MediaPipe Python Framework
The MediaPipe Python framework grants direct access to the core components of the MediaPipe C++ framework such as Timestamp, Packet, and CalculatorGraph, whereas the ready-to-use Python solutions hide the technical details of the framework and simply return the readable model inference results back to the callers.
MediaPipe framework sits on top of the pybind11 library. The C++ core framework is exposed in Python via a C++/Python language binding. The content below assumes that the reader already has a basic understanding of the MediaPipe C++ framework. Otherwise, you can find useful information in Framework Concepts.

(Rows excerpted from a collection)

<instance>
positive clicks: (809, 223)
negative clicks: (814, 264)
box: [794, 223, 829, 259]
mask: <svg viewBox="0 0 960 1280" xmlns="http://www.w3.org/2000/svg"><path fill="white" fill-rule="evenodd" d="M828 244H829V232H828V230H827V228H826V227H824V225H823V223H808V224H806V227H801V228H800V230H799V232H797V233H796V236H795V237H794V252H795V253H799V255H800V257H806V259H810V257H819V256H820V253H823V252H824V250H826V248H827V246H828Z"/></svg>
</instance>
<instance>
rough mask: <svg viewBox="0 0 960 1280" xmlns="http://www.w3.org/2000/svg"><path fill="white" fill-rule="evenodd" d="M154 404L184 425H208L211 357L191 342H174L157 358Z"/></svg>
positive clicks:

Questions:
a. Copy the MediaPipe Python text word for word, taking everything from "MediaPipe framework sits" down to "in Framework Concepts.".
b. Which core components of the MediaPipe C++ framework does the MediaPipe Python text name?
c. Can you pick up the MediaPipe Python framework text after its last sentence and keep it going?
These rows have no connection to the MediaPipe Python text.

Answers to the problems:
a.
MediaPipe framework sits on top of the pybind11 library. The C++ core framework is exposed in Python via a C++/Python language binding. The content below assumes that the reader already has a basic understanding of the MediaPipe C++ framework. Otherwise, you can find useful information in Framework Concepts.

b. Timestamp, Packet, CalculatorGraph

c.
Packet
The packet is the basic data flow unit in MediaPipe. A packet consists of a numeric timestamp and a shared pointer to an immutable payload. In Python, a MediaPipe packet can be created by calling one of the packet creator methods in the mp.packet_creator
module. Correspondingly, the packet payload can be retrieved by using one of the packet getter methods in the mp.packet_getter
module. Note that the packet payload becomes immutable after packet creation. Thus, the modification of the retrieved packet content doesn’t affect the actual payload in the packet. MediaPipe framework Python API supports the most commonly used data types of MediaPipe (e.g., ImageFrame, Matrix, Protocol Buffers, and the primitive data types) in the core binding. The comprehensive table below shows the type mappings between the Python and the C++ data type along with the packet creator and the content getter method for each data type supported by the MediaPipe Python framework API.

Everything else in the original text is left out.